Stored data entries:
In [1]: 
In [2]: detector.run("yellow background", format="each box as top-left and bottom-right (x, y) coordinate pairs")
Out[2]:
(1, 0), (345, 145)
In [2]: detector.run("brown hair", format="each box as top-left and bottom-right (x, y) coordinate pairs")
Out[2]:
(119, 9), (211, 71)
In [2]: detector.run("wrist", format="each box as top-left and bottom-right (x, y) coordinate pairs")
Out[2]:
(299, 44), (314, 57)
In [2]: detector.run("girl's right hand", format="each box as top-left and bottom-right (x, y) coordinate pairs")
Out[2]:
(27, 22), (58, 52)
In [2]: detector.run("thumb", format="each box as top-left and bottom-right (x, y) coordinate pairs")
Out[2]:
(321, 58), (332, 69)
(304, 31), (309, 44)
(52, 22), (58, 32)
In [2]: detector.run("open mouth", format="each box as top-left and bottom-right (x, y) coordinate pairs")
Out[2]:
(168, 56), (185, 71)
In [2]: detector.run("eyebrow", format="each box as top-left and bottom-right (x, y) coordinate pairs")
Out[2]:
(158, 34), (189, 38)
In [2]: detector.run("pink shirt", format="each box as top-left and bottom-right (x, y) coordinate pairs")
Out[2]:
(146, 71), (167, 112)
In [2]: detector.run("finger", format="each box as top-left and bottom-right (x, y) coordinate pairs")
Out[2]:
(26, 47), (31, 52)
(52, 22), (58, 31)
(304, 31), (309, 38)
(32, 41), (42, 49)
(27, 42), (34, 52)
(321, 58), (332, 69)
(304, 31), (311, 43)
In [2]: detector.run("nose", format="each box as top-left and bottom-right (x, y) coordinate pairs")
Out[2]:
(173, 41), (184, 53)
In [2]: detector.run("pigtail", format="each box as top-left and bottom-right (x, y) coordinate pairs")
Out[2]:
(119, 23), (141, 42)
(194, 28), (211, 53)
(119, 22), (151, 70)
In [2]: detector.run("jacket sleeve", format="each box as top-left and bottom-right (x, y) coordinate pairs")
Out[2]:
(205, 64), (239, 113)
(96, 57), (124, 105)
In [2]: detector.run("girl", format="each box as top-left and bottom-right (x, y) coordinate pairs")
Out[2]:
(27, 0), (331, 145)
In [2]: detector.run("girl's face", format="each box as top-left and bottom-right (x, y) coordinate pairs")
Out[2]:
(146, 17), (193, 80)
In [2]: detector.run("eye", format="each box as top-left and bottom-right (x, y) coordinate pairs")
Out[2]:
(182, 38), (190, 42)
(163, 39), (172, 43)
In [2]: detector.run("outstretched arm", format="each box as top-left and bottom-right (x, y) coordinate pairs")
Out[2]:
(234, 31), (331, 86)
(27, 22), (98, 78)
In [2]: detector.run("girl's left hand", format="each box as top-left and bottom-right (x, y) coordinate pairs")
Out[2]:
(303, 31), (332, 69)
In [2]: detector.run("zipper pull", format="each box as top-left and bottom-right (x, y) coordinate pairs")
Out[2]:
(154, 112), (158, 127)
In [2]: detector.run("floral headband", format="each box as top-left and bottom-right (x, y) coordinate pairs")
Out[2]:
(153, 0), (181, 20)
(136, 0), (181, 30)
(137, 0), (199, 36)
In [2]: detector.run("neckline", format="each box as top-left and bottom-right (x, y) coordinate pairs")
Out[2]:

---

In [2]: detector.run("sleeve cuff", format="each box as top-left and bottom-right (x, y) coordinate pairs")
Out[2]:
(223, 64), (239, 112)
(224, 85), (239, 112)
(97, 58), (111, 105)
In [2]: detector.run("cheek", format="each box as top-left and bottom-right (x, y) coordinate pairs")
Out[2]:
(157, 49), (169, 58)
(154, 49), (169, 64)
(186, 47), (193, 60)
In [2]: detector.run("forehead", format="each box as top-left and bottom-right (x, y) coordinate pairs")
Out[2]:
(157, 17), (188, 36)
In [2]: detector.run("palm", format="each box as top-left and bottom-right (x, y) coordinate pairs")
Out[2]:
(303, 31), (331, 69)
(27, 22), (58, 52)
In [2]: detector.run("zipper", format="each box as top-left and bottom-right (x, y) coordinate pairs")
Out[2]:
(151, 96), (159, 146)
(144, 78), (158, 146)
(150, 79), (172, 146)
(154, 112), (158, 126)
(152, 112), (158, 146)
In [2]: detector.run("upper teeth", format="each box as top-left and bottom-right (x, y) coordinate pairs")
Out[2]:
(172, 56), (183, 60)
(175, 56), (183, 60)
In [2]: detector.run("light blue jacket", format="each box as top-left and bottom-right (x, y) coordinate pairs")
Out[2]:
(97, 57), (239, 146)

▸ Brief
Copy each line of the entries in which the string "sleeve" is found.

▸ Your solution
In [2]: detector.run("jacket sleeve", format="each box as top-left and bottom-right (x, y) coordinate pairs")
In [2]: detector.run("sleeve cuff", format="each box as top-left and bottom-right (x, y) coordinate pairs")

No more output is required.